SET TASK: Copy the records from the line containing "Tag the white baseboard" through the end of the records, substituting "skirting board" for "white baseboard" and keeping everything else the same. Leave the pictures out of your answer.

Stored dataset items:
┌──

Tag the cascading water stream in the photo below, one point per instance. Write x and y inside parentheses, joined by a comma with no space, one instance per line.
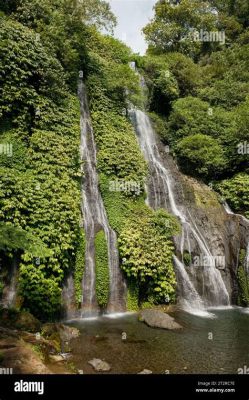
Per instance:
(161,194)
(95,219)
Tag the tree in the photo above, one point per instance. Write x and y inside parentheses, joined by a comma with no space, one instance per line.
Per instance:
(201,155)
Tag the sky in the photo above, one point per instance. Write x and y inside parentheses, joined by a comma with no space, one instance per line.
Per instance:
(132,16)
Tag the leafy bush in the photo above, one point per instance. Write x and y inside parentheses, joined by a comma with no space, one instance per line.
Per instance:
(146,253)
(202,155)
(236,192)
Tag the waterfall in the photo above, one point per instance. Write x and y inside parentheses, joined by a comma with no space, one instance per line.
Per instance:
(95,219)
(161,192)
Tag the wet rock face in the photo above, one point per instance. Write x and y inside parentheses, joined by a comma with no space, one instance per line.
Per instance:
(208,246)
(158,319)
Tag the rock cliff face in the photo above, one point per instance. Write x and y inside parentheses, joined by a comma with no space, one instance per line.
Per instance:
(225,233)
(208,247)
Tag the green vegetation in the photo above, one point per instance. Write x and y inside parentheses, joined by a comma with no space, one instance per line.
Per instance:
(43,45)
(146,252)
(236,192)
(243,280)
(102,270)
(79,267)
(196,68)
(198,102)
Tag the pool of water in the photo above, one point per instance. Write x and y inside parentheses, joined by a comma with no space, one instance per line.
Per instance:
(215,343)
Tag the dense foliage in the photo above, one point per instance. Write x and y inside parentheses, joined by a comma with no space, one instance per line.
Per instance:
(146,252)
(196,69)
(102,270)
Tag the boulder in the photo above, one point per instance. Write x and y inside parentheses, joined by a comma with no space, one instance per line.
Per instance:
(158,319)
(99,365)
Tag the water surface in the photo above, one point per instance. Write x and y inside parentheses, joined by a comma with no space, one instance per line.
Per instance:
(217,343)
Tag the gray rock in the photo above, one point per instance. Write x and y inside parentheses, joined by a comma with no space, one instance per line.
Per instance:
(158,319)
(99,365)
(145,372)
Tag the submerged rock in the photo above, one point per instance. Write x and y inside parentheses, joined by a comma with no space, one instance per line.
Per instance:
(158,319)
(99,365)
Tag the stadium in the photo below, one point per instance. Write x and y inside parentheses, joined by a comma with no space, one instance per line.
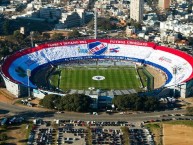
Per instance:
(19,70)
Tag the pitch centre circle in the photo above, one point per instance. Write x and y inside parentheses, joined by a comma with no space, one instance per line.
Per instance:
(98,78)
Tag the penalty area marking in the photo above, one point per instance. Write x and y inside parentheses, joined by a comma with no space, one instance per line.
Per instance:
(98,78)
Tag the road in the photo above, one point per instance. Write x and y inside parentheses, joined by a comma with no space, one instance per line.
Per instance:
(29,112)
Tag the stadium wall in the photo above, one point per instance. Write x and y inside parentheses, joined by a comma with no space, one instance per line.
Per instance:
(164,58)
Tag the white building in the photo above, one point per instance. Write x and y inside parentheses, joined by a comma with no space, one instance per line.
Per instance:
(136,10)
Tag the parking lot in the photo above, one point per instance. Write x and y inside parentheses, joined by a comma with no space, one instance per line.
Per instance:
(86,132)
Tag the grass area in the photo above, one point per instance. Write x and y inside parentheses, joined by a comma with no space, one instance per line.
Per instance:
(156,129)
(150,79)
(81,78)
(17,133)
(126,140)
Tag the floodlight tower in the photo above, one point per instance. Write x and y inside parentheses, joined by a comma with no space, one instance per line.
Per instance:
(174,72)
(28,75)
(95,23)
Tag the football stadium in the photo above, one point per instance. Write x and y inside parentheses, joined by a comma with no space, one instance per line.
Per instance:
(89,64)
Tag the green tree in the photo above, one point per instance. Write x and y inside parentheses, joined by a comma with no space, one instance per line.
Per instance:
(3,137)
(134,102)
(103,24)
(189,110)
(50,101)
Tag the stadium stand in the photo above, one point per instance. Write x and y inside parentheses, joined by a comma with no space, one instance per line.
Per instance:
(166,59)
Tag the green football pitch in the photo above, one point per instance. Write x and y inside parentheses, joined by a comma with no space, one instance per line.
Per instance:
(81,78)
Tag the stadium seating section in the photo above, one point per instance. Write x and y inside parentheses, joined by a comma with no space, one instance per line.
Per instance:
(177,65)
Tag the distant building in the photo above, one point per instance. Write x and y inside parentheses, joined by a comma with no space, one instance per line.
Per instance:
(164,4)
(50,13)
(130,30)
(136,10)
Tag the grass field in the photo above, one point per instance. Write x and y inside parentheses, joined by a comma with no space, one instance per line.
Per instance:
(81,78)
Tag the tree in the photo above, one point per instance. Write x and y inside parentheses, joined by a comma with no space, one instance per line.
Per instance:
(3,137)
(103,24)
(189,111)
(75,102)
(50,101)
(134,102)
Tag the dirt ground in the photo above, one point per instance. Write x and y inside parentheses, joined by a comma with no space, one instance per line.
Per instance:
(177,135)
(6,96)
(159,78)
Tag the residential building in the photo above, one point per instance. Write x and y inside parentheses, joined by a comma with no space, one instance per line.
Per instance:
(136,10)
(164,4)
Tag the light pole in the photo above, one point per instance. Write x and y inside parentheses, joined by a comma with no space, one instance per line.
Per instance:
(28,75)
(31,35)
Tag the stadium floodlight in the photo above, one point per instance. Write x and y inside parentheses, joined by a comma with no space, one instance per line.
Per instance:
(31,35)
(95,23)
(28,75)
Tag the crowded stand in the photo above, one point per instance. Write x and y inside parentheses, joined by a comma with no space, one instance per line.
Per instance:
(165,59)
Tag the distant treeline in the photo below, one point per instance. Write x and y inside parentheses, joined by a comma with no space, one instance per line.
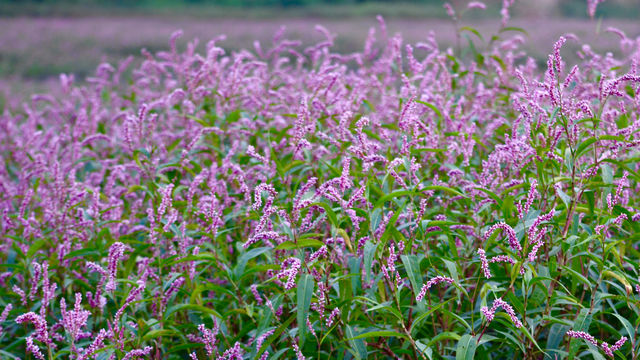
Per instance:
(569,8)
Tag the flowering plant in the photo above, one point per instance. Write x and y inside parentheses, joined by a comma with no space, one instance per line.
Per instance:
(400,202)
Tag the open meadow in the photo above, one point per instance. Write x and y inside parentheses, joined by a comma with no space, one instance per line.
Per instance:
(358,189)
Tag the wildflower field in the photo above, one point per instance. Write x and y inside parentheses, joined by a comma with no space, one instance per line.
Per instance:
(288,202)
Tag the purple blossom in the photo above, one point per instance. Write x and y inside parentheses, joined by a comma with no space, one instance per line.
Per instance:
(32,348)
(434,281)
(42,334)
(74,320)
(511,234)
(499,303)
(116,253)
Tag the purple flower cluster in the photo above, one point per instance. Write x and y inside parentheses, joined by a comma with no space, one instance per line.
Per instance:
(499,303)
(608,349)
(433,281)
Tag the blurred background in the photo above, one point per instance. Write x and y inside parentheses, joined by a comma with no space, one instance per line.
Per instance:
(39,39)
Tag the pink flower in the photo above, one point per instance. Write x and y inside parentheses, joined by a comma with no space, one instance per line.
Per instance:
(499,303)
(511,234)
(116,253)
(476,5)
(75,319)
(434,281)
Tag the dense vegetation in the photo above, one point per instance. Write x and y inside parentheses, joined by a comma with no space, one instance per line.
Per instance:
(279,202)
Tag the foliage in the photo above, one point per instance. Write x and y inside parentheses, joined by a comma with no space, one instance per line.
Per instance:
(397,202)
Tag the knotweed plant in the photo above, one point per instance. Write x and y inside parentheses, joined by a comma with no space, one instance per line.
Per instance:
(405,201)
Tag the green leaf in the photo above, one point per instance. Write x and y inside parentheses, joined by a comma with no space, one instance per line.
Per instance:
(422,316)
(412,266)
(369,252)
(358,345)
(466,348)
(472,30)
(158,333)
(379,333)
(581,323)
(194,307)
(37,245)
(305,291)
(302,243)
(275,335)
(244,258)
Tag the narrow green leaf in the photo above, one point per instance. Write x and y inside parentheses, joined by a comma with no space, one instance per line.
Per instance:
(305,291)
(379,333)
(466,348)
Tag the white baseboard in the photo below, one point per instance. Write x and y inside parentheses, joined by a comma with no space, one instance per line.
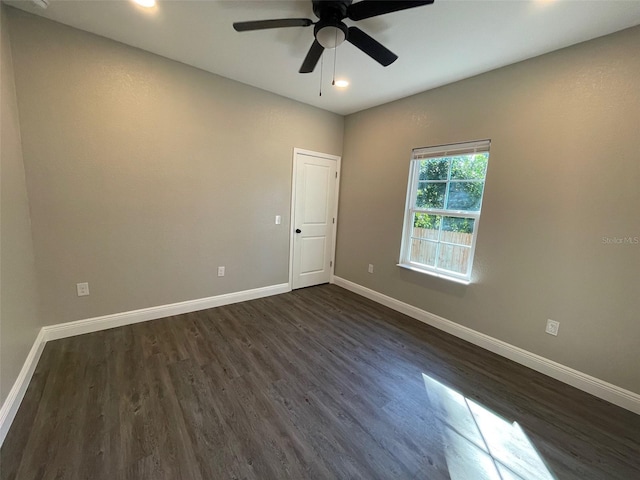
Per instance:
(599,388)
(79,327)
(16,394)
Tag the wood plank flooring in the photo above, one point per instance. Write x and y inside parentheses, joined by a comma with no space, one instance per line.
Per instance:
(318,383)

└──

ANSWER TO THIS EXERCISE:
Tag the skirting board in the photo below, one point per instance. Write x and y inside parentheses, joined by a comma with no space, one instance per line.
Per instance:
(599,388)
(79,327)
(16,394)
Tag the wood plank flooring in the photo above, one point per instance. Write x and y inside parentheses, joined by a comma with no space, one instance per line.
Per instance:
(318,383)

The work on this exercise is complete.